§ WORK INSTRUCTIONS: Which lines in the records below hold the word "green"? Copy each of them.
Content starts
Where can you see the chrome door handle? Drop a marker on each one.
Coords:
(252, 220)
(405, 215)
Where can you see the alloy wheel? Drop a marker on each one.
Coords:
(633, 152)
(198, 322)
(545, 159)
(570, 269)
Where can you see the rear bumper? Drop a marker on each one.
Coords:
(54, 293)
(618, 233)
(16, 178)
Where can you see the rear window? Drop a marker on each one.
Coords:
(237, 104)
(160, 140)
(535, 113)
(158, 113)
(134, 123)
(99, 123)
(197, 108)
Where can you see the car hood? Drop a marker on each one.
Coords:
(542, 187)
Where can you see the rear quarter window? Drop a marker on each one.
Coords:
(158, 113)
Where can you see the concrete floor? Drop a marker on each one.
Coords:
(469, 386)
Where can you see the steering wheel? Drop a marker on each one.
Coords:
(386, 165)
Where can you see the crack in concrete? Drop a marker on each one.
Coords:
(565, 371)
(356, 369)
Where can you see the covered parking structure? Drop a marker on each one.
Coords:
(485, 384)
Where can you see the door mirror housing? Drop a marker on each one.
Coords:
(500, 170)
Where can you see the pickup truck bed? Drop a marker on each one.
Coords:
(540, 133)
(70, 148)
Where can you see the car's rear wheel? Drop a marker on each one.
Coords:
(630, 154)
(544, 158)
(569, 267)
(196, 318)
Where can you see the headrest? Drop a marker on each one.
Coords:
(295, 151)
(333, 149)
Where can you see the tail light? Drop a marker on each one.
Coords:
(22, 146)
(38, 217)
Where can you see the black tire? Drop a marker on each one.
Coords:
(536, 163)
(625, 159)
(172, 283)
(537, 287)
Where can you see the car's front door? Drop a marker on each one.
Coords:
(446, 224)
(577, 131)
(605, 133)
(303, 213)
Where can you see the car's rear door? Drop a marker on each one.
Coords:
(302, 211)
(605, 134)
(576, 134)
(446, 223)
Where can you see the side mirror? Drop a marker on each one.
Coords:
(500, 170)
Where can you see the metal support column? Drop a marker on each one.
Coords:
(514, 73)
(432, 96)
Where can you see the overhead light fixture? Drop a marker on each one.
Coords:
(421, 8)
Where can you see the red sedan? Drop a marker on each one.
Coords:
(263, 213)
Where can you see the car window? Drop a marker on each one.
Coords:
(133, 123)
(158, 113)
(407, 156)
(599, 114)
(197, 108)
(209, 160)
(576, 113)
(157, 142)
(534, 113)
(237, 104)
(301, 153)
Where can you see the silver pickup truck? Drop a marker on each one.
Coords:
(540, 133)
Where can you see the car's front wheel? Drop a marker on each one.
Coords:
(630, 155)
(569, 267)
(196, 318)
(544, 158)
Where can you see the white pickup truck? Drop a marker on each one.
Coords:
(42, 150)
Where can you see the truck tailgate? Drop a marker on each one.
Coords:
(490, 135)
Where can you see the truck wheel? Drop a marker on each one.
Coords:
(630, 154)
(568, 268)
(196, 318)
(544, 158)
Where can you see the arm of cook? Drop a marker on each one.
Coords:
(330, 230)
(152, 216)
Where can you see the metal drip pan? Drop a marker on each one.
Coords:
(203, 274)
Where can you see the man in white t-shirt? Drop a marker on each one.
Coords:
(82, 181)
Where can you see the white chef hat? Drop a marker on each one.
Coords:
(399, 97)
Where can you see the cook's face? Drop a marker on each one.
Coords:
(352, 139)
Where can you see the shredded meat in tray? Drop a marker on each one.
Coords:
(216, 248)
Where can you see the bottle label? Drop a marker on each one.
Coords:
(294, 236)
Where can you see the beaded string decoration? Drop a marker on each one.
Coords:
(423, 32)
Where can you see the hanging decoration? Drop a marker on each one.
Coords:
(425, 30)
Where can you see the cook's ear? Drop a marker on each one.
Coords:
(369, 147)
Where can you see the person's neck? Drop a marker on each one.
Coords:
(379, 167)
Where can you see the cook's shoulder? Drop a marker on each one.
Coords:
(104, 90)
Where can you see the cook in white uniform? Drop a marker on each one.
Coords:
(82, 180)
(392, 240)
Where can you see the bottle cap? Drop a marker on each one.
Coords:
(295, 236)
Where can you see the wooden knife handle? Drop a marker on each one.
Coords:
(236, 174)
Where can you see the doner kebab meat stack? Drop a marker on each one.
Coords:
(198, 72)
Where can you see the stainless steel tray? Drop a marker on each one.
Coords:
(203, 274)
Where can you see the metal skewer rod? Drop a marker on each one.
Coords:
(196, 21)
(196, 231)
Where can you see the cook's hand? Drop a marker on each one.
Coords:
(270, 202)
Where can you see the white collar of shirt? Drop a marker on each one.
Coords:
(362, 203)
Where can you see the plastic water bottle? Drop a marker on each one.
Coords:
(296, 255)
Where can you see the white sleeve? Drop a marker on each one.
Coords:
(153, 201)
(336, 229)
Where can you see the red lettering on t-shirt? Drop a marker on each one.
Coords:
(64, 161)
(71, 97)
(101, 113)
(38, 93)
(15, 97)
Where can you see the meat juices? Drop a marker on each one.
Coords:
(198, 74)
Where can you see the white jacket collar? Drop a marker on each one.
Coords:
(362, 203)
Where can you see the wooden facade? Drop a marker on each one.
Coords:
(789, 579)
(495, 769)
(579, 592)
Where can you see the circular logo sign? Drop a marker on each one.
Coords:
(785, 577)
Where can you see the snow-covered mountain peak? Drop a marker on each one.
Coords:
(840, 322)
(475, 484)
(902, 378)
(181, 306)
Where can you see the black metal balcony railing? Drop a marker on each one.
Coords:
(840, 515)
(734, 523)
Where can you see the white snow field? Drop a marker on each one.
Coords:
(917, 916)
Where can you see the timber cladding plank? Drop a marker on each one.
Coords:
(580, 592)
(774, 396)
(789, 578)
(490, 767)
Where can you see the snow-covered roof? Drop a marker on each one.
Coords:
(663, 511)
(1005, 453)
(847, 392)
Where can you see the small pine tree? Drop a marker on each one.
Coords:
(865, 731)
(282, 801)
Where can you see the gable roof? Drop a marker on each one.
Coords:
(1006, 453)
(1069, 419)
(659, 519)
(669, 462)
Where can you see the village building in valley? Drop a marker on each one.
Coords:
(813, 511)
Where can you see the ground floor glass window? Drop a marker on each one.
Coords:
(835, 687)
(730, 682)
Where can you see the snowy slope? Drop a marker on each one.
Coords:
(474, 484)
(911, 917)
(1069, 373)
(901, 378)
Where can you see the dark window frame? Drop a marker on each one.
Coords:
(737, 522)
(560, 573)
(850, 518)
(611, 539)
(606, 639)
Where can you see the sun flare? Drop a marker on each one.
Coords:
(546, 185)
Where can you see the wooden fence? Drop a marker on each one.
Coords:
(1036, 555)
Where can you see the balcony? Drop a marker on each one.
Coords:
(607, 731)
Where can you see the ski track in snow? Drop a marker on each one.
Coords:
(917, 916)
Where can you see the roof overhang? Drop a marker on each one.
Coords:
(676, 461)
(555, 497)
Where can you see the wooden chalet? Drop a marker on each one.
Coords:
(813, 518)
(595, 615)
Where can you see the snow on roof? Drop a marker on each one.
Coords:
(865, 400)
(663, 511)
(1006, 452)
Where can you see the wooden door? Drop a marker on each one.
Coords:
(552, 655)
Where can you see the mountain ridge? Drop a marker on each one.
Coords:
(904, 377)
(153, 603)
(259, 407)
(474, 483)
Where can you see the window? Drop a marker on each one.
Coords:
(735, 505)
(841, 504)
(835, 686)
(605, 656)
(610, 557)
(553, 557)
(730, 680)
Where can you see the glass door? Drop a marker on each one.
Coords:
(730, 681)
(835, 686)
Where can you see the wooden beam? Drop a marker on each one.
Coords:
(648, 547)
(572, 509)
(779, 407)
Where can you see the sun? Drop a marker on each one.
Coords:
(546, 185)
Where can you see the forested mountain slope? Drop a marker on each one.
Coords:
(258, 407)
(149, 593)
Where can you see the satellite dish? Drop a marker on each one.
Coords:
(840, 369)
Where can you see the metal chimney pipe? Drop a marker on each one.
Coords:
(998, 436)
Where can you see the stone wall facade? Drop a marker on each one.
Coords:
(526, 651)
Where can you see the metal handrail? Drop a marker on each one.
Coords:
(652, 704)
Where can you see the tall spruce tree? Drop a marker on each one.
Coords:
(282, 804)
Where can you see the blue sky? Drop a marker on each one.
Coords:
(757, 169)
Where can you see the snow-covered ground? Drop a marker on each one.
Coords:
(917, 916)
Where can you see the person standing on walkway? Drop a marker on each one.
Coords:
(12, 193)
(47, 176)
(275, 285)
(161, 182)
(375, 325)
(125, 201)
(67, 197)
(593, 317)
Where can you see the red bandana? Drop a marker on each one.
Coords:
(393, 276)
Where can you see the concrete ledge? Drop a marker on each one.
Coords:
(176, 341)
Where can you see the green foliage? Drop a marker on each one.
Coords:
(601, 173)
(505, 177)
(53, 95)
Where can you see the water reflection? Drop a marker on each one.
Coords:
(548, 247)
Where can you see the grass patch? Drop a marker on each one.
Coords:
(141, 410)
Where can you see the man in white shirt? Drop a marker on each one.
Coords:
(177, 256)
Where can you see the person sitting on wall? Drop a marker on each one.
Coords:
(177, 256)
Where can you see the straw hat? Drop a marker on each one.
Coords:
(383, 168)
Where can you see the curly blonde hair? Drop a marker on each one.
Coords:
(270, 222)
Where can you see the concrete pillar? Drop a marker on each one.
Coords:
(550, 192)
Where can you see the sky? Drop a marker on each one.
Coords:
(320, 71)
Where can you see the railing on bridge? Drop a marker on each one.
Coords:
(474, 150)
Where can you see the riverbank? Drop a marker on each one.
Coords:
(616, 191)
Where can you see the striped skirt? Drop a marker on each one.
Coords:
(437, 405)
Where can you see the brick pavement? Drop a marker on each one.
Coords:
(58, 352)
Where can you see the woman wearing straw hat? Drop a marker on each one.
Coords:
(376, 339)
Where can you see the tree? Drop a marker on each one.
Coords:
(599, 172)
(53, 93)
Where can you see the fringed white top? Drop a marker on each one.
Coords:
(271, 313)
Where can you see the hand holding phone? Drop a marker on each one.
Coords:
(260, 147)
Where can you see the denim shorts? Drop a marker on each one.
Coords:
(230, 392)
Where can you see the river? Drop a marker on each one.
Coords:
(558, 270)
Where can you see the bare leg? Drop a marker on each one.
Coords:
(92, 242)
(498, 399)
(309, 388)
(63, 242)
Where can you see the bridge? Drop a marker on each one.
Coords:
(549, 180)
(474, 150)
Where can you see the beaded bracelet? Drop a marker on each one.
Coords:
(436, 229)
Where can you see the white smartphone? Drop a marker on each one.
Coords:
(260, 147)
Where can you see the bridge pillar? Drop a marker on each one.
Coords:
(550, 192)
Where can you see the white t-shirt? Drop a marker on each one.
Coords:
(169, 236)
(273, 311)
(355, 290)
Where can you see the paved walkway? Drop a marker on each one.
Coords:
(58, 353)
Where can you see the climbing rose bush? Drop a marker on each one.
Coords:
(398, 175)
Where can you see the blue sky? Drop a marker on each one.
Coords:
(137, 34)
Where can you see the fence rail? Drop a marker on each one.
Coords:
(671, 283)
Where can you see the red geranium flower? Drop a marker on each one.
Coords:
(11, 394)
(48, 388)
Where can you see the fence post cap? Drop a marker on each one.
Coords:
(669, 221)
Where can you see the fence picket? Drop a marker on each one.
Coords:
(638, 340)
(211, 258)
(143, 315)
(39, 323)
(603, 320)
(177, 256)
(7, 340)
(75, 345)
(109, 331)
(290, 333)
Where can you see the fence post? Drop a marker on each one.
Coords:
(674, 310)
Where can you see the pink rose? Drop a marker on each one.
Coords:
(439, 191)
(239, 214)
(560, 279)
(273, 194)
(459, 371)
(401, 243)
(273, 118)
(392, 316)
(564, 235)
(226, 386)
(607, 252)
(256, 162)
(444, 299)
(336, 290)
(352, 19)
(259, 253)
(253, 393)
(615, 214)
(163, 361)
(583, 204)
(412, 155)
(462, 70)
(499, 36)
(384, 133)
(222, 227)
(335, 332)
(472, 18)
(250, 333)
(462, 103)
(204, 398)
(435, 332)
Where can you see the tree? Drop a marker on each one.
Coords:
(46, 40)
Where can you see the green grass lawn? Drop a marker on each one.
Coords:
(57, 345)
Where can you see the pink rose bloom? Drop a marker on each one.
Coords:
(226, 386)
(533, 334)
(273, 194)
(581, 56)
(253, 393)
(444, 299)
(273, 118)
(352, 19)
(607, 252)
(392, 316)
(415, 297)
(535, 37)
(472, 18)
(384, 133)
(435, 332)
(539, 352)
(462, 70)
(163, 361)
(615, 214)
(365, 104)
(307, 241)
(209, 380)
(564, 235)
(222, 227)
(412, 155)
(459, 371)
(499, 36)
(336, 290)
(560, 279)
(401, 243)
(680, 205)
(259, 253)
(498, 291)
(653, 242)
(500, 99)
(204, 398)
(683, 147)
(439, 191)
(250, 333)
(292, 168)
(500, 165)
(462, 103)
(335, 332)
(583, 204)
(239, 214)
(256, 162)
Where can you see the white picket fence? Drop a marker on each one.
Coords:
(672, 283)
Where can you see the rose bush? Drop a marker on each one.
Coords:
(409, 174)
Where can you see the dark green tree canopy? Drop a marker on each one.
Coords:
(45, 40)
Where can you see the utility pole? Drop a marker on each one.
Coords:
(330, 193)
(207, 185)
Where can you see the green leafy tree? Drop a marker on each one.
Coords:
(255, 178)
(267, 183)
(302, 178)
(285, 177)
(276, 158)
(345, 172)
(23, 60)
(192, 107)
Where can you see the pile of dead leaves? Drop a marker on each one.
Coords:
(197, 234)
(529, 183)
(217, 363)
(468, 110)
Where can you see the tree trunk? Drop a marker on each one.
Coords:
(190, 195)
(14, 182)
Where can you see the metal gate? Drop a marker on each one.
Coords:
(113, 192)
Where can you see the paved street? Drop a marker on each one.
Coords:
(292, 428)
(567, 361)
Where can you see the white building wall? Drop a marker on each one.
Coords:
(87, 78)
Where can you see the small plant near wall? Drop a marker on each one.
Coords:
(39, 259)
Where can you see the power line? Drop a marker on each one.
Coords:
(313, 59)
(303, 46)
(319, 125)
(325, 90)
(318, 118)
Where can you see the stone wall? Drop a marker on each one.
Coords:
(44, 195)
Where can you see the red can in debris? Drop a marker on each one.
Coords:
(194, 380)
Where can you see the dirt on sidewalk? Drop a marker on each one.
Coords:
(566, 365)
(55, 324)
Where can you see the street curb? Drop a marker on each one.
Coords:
Content ends
§ EXERCISE RESULT:
Where can you see the green foliage? Drop a marker on each one.
Where can you see the green grass lawn? Drop a marker on each one.
Where can you see the dark green tree canopy? Drop a marker on each one.
Where can you see the green leafy tree? Drop a marker on each one.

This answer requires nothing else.